* Start RECORDS TO USE *

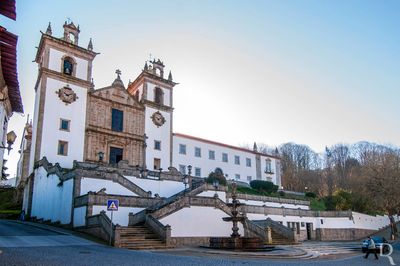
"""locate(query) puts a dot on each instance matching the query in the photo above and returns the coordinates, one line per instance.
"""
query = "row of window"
(211, 155)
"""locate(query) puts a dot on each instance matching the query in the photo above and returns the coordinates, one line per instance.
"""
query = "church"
(87, 145)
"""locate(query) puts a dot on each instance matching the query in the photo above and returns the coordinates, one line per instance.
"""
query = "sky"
(310, 72)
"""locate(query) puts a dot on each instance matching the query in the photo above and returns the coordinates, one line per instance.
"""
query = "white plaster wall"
(207, 165)
(163, 134)
(80, 216)
(164, 188)
(55, 109)
(120, 217)
(94, 184)
(199, 222)
(56, 64)
(50, 200)
(150, 93)
(34, 128)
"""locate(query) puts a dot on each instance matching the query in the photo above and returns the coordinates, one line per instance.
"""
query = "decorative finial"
(118, 72)
(49, 31)
(255, 148)
(90, 45)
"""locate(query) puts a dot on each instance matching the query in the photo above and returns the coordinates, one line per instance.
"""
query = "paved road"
(72, 250)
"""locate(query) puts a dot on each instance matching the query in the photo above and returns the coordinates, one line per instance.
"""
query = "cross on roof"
(118, 72)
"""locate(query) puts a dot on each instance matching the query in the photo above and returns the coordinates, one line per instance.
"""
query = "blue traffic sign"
(112, 205)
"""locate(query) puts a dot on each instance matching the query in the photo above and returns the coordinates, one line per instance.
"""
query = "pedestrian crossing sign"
(112, 205)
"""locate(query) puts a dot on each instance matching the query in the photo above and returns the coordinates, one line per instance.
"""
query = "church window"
(158, 96)
(64, 124)
(248, 162)
(62, 148)
(225, 157)
(182, 149)
(197, 171)
(157, 163)
(197, 152)
(117, 120)
(211, 155)
(115, 155)
(182, 169)
(68, 66)
(237, 159)
(157, 145)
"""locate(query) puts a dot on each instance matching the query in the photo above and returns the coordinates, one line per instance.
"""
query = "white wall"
(163, 134)
(94, 184)
(164, 188)
(80, 216)
(120, 217)
(56, 64)
(208, 165)
(51, 201)
(55, 109)
(199, 222)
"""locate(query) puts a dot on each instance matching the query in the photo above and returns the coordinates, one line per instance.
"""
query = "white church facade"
(87, 145)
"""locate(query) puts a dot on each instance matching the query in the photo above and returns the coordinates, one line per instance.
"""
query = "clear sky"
(311, 72)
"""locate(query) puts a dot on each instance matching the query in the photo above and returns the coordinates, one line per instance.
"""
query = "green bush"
(264, 186)
(311, 195)
(216, 176)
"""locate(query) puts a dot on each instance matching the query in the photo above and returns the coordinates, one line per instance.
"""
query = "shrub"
(264, 186)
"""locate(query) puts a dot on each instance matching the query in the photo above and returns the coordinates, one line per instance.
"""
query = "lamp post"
(11, 136)
(216, 186)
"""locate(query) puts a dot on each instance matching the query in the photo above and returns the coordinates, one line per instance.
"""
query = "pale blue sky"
(312, 72)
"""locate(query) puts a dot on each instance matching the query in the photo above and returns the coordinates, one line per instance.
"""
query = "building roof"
(7, 8)
(8, 57)
(223, 145)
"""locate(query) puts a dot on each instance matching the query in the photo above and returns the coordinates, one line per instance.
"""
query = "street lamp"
(216, 186)
(11, 136)
(101, 156)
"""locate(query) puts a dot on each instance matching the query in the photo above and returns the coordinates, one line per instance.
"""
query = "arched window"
(158, 96)
(68, 66)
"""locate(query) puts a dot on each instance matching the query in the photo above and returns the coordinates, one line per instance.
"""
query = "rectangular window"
(211, 155)
(197, 152)
(248, 162)
(64, 124)
(182, 169)
(237, 159)
(117, 120)
(62, 148)
(115, 155)
(157, 145)
(225, 157)
(197, 171)
(157, 163)
(182, 149)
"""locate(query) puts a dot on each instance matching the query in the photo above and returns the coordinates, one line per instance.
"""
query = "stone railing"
(294, 212)
(164, 232)
(277, 227)
(270, 199)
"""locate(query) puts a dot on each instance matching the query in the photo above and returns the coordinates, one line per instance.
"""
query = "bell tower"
(64, 78)
(155, 92)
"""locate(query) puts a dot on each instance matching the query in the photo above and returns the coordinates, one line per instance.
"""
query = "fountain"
(236, 242)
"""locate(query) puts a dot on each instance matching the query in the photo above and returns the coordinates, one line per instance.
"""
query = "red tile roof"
(8, 49)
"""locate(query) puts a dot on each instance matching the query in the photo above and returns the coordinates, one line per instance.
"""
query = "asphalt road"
(37, 246)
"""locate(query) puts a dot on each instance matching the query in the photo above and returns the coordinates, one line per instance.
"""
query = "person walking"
(371, 248)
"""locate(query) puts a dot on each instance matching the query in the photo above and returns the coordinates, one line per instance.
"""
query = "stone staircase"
(140, 237)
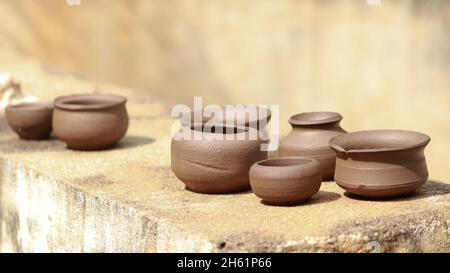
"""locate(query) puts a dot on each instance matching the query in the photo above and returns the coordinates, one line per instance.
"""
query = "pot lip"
(306, 118)
(191, 122)
(30, 107)
(94, 102)
(424, 140)
(287, 162)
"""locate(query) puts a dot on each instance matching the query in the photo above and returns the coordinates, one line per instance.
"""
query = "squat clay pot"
(90, 122)
(380, 163)
(31, 121)
(309, 138)
(244, 116)
(217, 161)
(286, 180)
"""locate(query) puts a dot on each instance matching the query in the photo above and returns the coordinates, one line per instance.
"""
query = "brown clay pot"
(90, 122)
(309, 138)
(31, 121)
(245, 116)
(380, 163)
(286, 180)
(206, 164)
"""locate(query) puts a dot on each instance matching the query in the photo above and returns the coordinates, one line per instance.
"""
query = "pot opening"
(86, 102)
(285, 162)
(35, 106)
(315, 118)
(378, 141)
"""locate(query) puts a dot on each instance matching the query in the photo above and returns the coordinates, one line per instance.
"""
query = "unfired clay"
(286, 180)
(31, 121)
(381, 163)
(245, 116)
(208, 165)
(309, 138)
(90, 122)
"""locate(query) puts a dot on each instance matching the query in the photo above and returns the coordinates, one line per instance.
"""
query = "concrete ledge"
(128, 200)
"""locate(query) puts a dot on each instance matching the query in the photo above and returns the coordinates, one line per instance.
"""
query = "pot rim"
(310, 118)
(205, 119)
(83, 102)
(287, 162)
(30, 107)
(422, 141)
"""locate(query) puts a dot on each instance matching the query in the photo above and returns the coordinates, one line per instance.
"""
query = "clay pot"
(90, 122)
(205, 163)
(309, 138)
(380, 163)
(245, 116)
(31, 121)
(285, 180)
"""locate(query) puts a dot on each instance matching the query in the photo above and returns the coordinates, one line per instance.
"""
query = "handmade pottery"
(309, 138)
(380, 163)
(238, 116)
(31, 121)
(217, 160)
(90, 122)
(286, 180)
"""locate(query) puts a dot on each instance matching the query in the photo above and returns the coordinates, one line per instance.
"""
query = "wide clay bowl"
(239, 116)
(215, 161)
(286, 180)
(309, 138)
(381, 163)
(31, 121)
(90, 122)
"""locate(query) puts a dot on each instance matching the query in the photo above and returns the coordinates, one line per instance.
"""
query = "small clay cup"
(286, 180)
(90, 122)
(243, 116)
(207, 164)
(31, 121)
(309, 138)
(381, 163)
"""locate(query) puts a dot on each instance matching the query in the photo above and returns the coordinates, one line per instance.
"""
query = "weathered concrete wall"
(128, 200)
(381, 66)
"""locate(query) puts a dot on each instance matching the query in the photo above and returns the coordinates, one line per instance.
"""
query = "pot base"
(215, 190)
(380, 192)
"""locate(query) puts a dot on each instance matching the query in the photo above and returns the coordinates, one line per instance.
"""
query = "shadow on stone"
(16, 145)
(129, 142)
(431, 188)
(249, 191)
(320, 198)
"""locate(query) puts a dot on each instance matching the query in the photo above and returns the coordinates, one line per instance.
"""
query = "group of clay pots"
(84, 122)
(382, 163)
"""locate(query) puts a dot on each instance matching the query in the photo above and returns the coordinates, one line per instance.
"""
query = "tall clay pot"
(309, 138)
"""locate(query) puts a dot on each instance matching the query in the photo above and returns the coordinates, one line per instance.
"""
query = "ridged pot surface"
(90, 122)
(285, 180)
(381, 163)
(31, 121)
(310, 135)
(208, 165)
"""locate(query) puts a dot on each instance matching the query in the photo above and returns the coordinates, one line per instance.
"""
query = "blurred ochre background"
(385, 66)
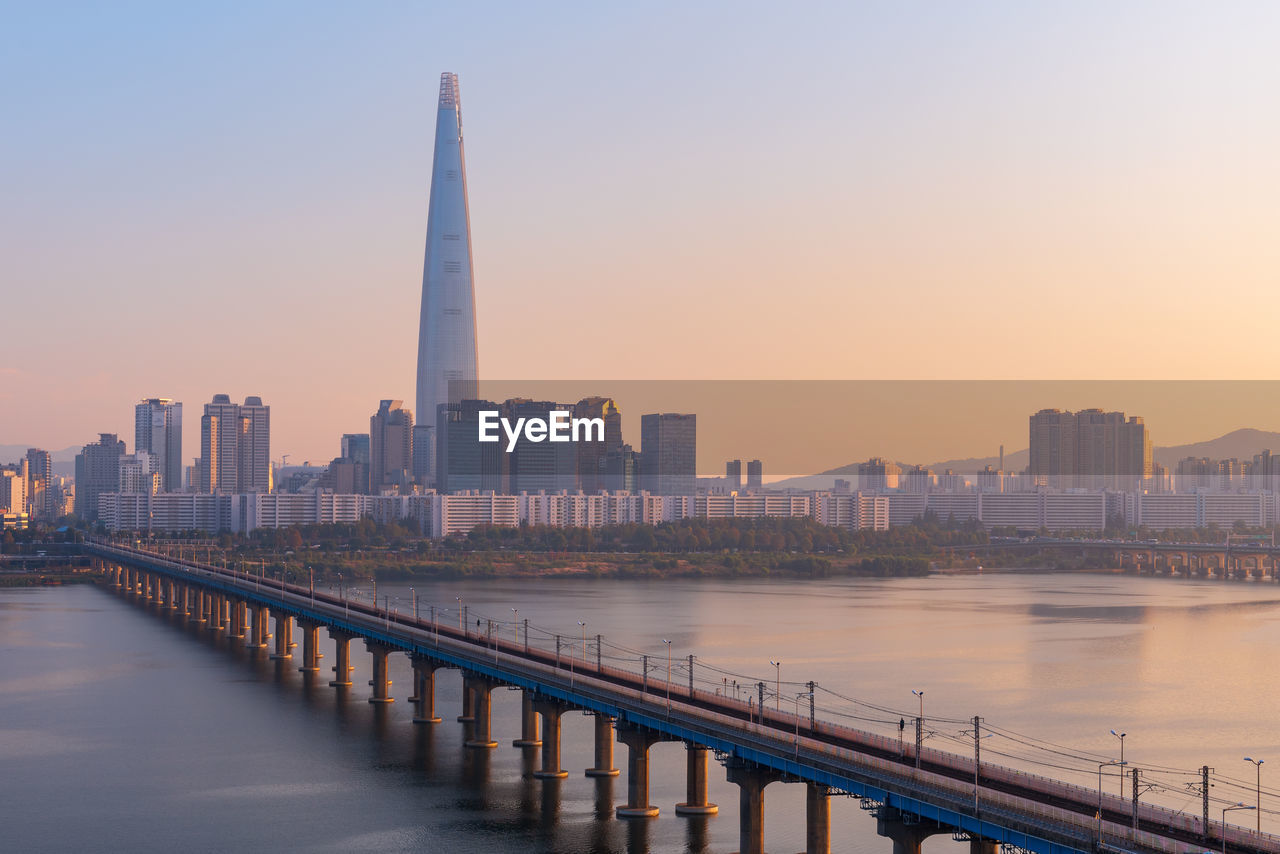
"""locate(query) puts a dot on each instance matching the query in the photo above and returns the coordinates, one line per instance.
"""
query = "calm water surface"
(123, 729)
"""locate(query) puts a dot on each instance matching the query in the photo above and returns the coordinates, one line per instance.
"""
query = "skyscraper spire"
(447, 333)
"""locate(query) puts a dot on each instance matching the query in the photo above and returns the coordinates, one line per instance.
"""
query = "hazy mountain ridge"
(1242, 444)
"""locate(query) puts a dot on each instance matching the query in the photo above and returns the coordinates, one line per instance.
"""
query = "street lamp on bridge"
(1257, 763)
(668, 675)
(919, 727)
(1225, 811)
(1120, 735)
(1101, 766)
(777, 685)
(799, 697)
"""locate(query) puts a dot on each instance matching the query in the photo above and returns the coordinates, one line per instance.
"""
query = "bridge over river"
(913, 791)
(1237, 560)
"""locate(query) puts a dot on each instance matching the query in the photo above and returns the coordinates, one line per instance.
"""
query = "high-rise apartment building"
(668, 453)
(734, 474)
(533, 466)
(140, 474)
(447, 328)
(97, 470)
(234, 446)
(1089, 448)
(391, 447)
(13, 489)
(593, 457)
(40, 479)
(355, 447)
(158, 430)
(878, 473)
(462, 462)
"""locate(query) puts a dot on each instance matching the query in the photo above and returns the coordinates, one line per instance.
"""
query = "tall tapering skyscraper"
(447, 332)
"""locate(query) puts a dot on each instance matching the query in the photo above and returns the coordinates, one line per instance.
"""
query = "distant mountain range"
(1242, 444)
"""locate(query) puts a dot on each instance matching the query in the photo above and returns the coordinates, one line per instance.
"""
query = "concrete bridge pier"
(638, 772)
(218, 612)
(906, 836)
(382, 677)
(240, 619)
(481, 694)
(467, 703)
(529, 730)
(695, 798)
(551, 712)
(283, 636)
(310, 645)
(342, 667)
(750, 781)
(979, 845)
(817, 834)
(424, 692)
(257, 639)
(603, 766)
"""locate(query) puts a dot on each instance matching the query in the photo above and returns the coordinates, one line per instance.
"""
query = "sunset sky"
(232, 199)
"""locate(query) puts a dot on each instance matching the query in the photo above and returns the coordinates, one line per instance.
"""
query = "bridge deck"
(1011, 807)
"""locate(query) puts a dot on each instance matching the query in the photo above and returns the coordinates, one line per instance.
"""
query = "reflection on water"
(126, 727)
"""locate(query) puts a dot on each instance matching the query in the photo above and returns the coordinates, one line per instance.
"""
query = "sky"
(206, 199)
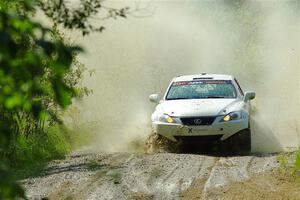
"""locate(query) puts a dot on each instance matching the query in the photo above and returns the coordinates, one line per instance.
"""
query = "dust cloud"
(256, 41)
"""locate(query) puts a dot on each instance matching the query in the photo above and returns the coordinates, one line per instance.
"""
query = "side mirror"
(154, 98)
(249, 95)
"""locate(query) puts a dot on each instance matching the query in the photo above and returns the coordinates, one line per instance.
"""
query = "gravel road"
(160, 176)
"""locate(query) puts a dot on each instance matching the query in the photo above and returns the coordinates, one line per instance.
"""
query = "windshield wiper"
(215, 97)
(177, 98)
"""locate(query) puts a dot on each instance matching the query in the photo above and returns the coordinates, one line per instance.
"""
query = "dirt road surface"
(161, 176)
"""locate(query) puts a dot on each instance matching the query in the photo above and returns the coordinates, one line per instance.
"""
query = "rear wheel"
(239, 143)
(158, 144)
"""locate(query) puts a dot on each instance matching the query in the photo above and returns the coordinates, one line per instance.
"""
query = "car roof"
(203, 76)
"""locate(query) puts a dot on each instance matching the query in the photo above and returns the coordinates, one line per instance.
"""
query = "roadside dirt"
(161, 176)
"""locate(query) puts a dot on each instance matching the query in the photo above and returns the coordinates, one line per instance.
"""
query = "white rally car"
(204, 108)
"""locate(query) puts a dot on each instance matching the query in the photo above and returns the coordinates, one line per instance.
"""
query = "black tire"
(239, 143)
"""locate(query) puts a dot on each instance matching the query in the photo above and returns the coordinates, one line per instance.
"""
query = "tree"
(35, 69)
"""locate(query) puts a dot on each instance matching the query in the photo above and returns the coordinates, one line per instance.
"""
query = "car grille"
(199, 139)
(198, 121)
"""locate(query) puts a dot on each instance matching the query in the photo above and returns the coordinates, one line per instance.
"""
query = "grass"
(32, 154)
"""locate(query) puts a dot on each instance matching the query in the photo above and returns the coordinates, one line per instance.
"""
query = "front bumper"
(226, 129)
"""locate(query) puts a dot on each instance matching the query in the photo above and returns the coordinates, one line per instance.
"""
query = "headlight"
(231, 117)
(166, 118)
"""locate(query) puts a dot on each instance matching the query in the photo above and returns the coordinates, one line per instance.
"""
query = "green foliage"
(79, 17)
(39, 77)
(52, 144)
(26, 55)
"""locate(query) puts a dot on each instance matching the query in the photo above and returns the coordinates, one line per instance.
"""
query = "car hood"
(196, 107)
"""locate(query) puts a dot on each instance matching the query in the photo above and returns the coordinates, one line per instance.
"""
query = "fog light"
(169, 119)
(226, 118)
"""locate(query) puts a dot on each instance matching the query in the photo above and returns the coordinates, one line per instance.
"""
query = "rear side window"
(239, 87)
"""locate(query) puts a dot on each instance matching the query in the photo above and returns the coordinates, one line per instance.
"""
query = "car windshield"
(201, 89)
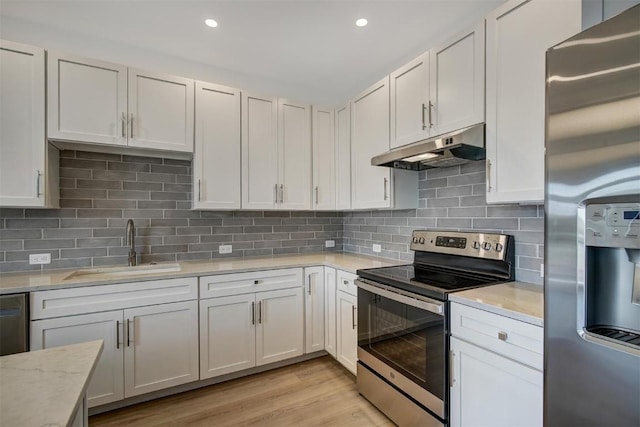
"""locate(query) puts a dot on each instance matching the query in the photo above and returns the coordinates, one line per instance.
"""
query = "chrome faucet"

* End RECORDS TO USE *

[THE REQUEST]
Pull out every line of the data above that contains the word "concrete", and copy each of those lines in full.

[EXERCISE OUTPUT]
query = "concrete ledge"
query = "weathered concrete wall"
query = "concrete bridge pier"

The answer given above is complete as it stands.